Dataset records about object locations
• • • • •
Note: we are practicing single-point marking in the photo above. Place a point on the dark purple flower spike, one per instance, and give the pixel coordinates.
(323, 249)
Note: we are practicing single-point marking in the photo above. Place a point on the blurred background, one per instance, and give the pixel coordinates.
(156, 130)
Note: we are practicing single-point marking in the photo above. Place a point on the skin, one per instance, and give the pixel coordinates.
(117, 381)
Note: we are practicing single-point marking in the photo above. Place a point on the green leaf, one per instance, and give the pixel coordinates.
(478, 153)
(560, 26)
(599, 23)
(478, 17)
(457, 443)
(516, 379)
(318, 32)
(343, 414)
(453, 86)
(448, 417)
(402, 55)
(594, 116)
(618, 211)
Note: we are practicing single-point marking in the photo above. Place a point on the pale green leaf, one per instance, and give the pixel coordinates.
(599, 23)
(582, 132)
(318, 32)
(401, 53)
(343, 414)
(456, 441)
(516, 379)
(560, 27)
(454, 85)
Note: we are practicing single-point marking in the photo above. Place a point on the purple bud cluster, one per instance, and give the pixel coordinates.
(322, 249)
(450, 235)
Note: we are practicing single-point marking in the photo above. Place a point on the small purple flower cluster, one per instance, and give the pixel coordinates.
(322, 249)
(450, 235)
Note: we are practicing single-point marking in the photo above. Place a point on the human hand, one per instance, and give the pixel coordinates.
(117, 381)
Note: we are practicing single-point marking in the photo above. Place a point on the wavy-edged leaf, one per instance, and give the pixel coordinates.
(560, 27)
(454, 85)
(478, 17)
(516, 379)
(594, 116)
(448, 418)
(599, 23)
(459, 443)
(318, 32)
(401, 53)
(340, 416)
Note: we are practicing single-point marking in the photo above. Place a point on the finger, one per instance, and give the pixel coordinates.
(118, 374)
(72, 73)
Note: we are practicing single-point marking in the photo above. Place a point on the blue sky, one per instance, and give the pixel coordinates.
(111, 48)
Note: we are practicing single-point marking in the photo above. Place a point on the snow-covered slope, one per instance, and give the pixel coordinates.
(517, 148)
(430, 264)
• • • • •
— What you should do —
Output all of the material exactly as written.

— Complete response —
Note: we are practicing single-point marking in the photo above. Place a point on the dark purple flower spike, one per instance, and give the pixel coordinates.
(323, 249)
Note: we are practicing single-point marking in the photo above. Place a point on the blurred background, one per instance, and give the pixel coordinates.
(156, 130)
Note: we are practicing single-point marking in the photo above. Place a point on the skin, one per instance, and give the pixel coordinates.
(117, 381)
Note: we are practicing single-point marking in the photo above. Place a point on the green leaf, one per instance, and give the pixel coordinates.
(478, 153)
(560, 26)
(599, 23)
(478, 17)
(457, 443)
(516, 379)
(318, 32)
(343, 414)
(453, 86)
(448, 417)
(402, 55)
(594, 116)
(618, 211)
Note: we are practicing single-point marking in the photo above. Place a point on the pale green leaf, one per instance, and give the pixel coordinates.
(599, 23)
(582, 132)
(318, 32)
(401, 53)
(343, 414)
(456, 441)
(516, 379)
(560, 27)
(454, 85)
Note: we are practicing single-point marking in the photo above. Place a point on the purple bud cluster, one per instance, and give the pixel coordinates.
(322, 249)
(450, 235)
Note: we are practicing single-point marking in the photo above. Place a point on the small purple flower cluster, one per instance, and give the pixel coordinates.
(322, 249)
(450, 235)
Note: we are practicing single-point marking in the photo above. Place a point on the human hand, one per instance, and give the pixel coordinates.
(117, 381)
Note: we are practicing single-point marking in the photo above. Place a point on the wavy-edged leaf, one per instance, and give the pixel coordinates.
(560, 27)
(454, 85)
(478, 17)
(516, 379)
(594, 116)
(448, 418)
(599, 23)
(459, 443)
(318, 32)
(401, 53)
(340, 416)
Note: we are practicing single-point marking in the photo above. Place a point on the finger, one per instance, and give the pixel coordinates.
(118, 374)
(72, 73)
Note: we are practicing single-point marking in the photo above. Place a point on the blue sky, one per instance, and give the pixel coordinates.
(111, 48)
Note: we are practicing single-point marking in the photo above. Place a point on the snow-covered slope, one per instance, and give the pixel coordinates.
(517, 148)
(430, 264)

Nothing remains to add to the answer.